__Input data__.
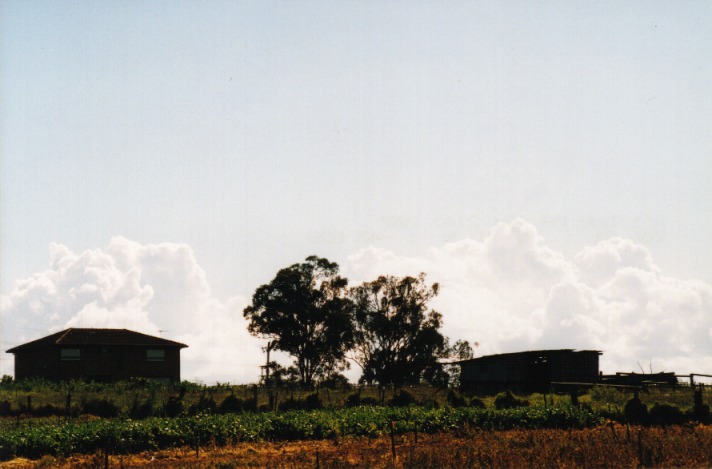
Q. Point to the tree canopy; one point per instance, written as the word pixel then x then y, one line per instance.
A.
pixel 397 337
pixel 307 313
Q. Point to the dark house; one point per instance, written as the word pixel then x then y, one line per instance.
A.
pixel 529 371
pixel 103 355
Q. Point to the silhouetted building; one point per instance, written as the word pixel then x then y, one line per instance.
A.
pixel 104 355
pixel 529 371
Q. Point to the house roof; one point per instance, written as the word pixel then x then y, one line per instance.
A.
pixel 529 353
pixel 75 336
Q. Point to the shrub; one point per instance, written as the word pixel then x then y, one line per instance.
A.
pixel 204 405
pixel 141 410
pixel 402 399
pixel 372 401
pixel 336 381
pixel 231 405
pixel 477 403
pixel 49 410
pixel 5 409
pixel 507 400
pixel 455 400
pixel 100 408
pixel 666 414
pixel 174 407
pixel 290 404
pixel 700 411
pixel 353 400
pixel 635 411
pixel 430 404
pixel 312 402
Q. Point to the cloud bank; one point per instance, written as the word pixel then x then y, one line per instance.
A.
pixel 157 289
pixel 509 292
pixel 512 292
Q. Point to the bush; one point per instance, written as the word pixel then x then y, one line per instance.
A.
pixel 290 404
pixel 312 402
pixel 49 410
pixel 402 399
pixel 141 410
pixel 635 411
pixel 455 400
pixel 204 405
pixel 372 401
pixel 100 408
pixel 174 407
pixel 477 403
pixel 231 405
pixel 700 411
pixel 353 400
pixel 507 400
pixel 666 414
pixel 336 381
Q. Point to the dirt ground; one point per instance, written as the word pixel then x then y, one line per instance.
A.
pixel 605 446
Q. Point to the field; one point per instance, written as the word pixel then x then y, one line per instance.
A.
pixel 331 428
pixel 603 446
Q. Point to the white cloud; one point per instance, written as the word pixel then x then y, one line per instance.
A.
pixel 158 289
pixel 512 292
pixel 509 292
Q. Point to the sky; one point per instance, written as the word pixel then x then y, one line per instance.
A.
pixel 548 163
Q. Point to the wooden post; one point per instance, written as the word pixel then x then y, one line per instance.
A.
pixel 393 440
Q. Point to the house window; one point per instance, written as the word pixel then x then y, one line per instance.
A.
pixel 155 355
pixel 70 354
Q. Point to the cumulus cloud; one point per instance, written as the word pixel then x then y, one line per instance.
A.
pixel 509 292
pixel 158 289
pixel 513 292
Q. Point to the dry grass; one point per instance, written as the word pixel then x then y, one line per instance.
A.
pixel 612 445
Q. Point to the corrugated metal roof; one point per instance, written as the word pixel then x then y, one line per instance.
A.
pixel 79 336
pixel 529 352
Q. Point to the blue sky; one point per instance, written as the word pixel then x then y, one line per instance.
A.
pixel 257 133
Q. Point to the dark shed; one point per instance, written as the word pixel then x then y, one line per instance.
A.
pixel 530 371
pixel 104 355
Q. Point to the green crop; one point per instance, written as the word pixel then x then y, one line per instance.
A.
pixel 36 438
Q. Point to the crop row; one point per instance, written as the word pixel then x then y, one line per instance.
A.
pixel 123 436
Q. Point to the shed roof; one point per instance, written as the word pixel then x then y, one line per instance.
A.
pixel 530 353
pixel 79 336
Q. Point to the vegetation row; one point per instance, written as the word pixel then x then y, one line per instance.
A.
pixel 37 437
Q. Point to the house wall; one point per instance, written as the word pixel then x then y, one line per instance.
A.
pixel 532 370
pixel 98 363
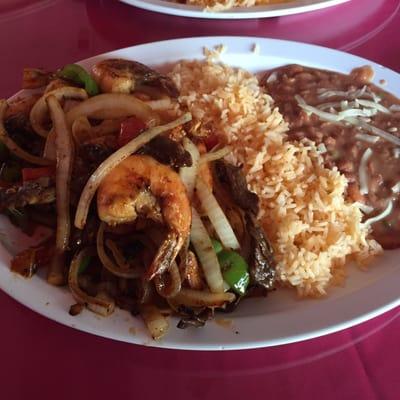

__Problem details__. Reproduce the records above word for word, without the images.

__Answer for the task__.
Q. Point to the tree canopy; one point per instance, written as the word pixel then x then y, one line per instance.
A.
pixel 397 337
pixel 307 313
Q. Point to the dark house; one point per instance, written as the word pixel then x then y, one line per instance.
A.
pixel 529 371
pixel 103 355
Q. Point to the silhouetted building; one point per instance, written as the word pixel then x then y, one line per instance.
A.
pixel 104 355
pixel 529 371
Q. Point to the house roof; one point per instance, written as the word pixel then x then y, one line per instance.
A.
pixel 529 353
pixel 75 336
Q. Point to the shrub; one point per instance, written as the word pixel then x then y, one line per instance.
A.
pixel 204 405
pixel 141 410
pixel 402 399
pixel 372 401
pixel 336 381
pixel 231 405
pixel 477 403
pixel 49 410
pixel 5 409
pixel 507 400
pixel 455 400
pixel 100 408
pixel 666 414
pixel 174 407
pixel 290 404
pixel 700 411
pixel 353 400
pixel 635 411
pixel 430 404
pixel 312 402
Q. Point to the cloud bank; one point per instance, written as the word pixel then x then y, one line per instance.
A.
pixel 157 289
pixel 509 292
pixel 512 292
Q. Point to the bush; one point per instance, written as the word pixel then x then y, one line per instance.
A.
pixel 290 404
pixel 312 402
pixel 49 410
pixel 402 399
pixel 141 410
pixel 635 411
pixel 455 400
pixel 204 405
pixel 372 401
pixel 100 408
pixel 174 407
pixel 477 403
pixel 231 405
pixel 700 411
pixel 353 400
pixel 507 400
pixel 666 414
pixel 336 381
Q. Point to the dirt ground; one point per instance, written as the word pixel then x then y, one line per instance.
A.
pixel 605 446
Q. Point to the field; one point per instance, written as the word pixel then x then y, one line per instance.
A.
pixel 331 428
pixel 603 446
Q. Point to the white cloud; one point per instance, written as the word pixel then x then y, one line per instance.
A.
pixel 158 289
pixel 512 292
pixel 509 292
Q. Point to the sky; one point per instance, written as the word pixel then x then y, one line per instance.
A.
pixel 548 163
Q. Point to the wooden post; one point per instance, written as the word pixel then x then y, one line per instance.
A.
pixel 393 440
Q. Point to the house window; one point per instance, written as the word pixel then x then y, one line per instance.
A.
pixel 155 355
pixel 70 354
Q. Point to the cumulus cloud; one point per instance, written as the word pixel then x then y, one line per instance.
A.
pixel 509 292
pixel 158 289
pixel 513 292
Q. Point to the dry grass; one point per instance, written as the word pixel then x then y, one line per instance.
A.
pixel 612 445
Q. Point to the corrugated metal roof; one point per instance, written as the word pixel then x then y, one line per instance.
A.
pixel 79 336
pixel 529 352
Q. Point to the blue sky; one point per instance, written as the word pixel then x then y, one line per instance.
A.
pixel 257 133
Q. Point to the dark shed; one point per instance, written as the word pixel then x then y, one line per instance.
A.
pixel 530 371
pixel 104 355
Q. Point to the green crop; one point per instance, written as the word pixel then x then y, one line per instance.
A.
pixel 36 438
Q. Point to the crop row; one point per instance, written as the word pixel then x then y, one line per instance.
A.
pixel 123 436
Q. Point to the shed roof; one point per instance, written as the word pixel then x then y, one line per instance.
A.
pixel 530 353
pixel 79 336
Q. Point to the vegetation row; one point per instance, written as the word pixel then x then y, one line per instance.
A.
pixel 37 437
Q. Point to the house wall; one point per instance, written as the word pixel then x then y, one line per instance.
A.
pixel 532 370
pixel 98 363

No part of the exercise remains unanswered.